- Short task -
Set out the rows below as a numbered list, and leave out any blank lines.

- Given entries -
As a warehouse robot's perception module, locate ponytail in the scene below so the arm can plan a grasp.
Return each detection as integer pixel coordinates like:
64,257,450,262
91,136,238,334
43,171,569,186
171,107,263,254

- Exercise result -
1. As a warehouse robot's perception module, locate ponytail in the scene below so the arm can plan a grasp.
2. Return each detection as integer pixel coordinates like:
3. 64,257,450,262
4. 91,136,238,334
5. 43,171,569,186
6. 171,107,263,254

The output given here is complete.